[Stored data entries]
__________

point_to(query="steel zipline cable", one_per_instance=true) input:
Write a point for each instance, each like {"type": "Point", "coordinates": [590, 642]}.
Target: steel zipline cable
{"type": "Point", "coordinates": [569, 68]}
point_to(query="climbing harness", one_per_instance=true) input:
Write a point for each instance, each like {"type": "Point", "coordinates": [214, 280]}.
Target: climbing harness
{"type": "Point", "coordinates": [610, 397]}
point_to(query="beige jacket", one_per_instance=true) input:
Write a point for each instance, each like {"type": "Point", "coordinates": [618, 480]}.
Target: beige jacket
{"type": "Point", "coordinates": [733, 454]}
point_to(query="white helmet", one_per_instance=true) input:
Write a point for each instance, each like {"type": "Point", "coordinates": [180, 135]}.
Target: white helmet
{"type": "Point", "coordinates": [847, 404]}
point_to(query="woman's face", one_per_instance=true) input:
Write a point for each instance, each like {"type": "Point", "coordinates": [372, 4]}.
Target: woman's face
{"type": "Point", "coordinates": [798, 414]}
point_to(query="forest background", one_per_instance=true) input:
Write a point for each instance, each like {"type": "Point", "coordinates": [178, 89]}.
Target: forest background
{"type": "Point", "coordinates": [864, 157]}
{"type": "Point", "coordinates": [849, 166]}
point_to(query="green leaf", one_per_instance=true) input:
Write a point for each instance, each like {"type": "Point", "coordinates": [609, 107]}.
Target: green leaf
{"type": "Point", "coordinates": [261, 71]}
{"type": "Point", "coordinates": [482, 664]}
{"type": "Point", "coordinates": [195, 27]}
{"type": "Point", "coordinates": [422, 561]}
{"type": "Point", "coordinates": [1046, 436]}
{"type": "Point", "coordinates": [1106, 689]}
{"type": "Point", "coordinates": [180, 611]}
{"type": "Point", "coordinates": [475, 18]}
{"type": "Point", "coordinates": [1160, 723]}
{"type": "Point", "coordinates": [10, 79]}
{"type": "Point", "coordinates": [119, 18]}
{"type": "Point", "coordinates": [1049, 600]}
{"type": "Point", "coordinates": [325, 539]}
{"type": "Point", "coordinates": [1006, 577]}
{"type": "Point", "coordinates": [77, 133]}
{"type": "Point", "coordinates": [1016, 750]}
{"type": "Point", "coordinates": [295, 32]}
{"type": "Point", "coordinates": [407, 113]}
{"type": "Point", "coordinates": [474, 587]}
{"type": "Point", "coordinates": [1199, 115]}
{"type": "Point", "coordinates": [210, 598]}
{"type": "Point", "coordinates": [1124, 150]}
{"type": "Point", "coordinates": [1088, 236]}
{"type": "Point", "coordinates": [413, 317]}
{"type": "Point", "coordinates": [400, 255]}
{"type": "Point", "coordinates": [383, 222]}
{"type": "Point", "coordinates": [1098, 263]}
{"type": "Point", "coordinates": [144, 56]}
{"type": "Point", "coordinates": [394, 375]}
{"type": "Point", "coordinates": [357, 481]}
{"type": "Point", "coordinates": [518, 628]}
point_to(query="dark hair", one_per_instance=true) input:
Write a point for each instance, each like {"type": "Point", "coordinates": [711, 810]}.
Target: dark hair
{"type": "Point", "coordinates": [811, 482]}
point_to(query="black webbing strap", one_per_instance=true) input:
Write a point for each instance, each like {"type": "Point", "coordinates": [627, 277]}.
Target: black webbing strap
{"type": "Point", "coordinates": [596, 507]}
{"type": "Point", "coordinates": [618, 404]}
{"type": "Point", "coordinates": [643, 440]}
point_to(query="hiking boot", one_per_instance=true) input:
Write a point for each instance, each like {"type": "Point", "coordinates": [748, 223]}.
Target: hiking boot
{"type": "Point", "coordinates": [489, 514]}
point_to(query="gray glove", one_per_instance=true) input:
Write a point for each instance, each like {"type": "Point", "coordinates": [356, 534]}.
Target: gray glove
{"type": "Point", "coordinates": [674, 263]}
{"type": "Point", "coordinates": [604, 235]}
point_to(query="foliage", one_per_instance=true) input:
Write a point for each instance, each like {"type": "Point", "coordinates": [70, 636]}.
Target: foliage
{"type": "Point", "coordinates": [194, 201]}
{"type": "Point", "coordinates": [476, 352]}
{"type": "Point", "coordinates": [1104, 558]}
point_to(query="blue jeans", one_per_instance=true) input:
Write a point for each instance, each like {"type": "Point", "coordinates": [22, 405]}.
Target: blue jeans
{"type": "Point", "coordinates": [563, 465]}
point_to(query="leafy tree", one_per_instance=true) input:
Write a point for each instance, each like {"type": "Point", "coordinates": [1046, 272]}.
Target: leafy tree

__________

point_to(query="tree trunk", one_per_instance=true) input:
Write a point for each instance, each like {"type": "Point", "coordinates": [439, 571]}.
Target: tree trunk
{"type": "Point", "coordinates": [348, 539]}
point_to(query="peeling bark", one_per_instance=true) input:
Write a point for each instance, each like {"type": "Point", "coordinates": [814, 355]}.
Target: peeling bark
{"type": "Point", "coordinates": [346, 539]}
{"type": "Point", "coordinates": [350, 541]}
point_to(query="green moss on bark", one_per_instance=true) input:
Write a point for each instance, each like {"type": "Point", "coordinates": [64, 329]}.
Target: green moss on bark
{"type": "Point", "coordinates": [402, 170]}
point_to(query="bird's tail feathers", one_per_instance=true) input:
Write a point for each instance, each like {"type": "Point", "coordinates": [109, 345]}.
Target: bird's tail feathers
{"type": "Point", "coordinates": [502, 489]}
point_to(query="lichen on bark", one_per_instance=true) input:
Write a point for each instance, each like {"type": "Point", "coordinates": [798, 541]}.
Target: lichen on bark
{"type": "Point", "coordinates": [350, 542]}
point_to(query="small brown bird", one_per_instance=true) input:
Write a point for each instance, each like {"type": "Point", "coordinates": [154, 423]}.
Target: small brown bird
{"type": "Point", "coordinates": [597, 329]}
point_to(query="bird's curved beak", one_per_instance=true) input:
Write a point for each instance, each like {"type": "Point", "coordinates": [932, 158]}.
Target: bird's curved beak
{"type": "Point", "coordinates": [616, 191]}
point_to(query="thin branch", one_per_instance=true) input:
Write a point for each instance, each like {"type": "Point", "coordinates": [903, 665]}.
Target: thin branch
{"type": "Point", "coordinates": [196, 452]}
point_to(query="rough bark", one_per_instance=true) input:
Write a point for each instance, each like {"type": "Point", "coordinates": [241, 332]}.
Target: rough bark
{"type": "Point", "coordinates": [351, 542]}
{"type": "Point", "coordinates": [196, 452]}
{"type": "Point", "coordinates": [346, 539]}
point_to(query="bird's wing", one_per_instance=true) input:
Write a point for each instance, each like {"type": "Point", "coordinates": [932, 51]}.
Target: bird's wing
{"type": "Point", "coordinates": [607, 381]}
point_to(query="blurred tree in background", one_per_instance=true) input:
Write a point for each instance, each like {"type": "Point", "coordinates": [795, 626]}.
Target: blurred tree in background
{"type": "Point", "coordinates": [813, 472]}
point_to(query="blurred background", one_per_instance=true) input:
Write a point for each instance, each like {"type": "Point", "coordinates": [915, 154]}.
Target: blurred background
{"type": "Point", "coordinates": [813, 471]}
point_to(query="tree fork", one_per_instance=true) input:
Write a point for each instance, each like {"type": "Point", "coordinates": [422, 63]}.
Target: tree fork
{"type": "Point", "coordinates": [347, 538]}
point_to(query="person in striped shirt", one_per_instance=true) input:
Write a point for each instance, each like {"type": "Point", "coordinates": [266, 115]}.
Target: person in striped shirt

__________

Wherever the word "leafy" occurs in the data, copy that whole line.

## EXPECTED ANSWER
point_to(query="leafy tree", one_per_instance=true) input:
Target: leafy tree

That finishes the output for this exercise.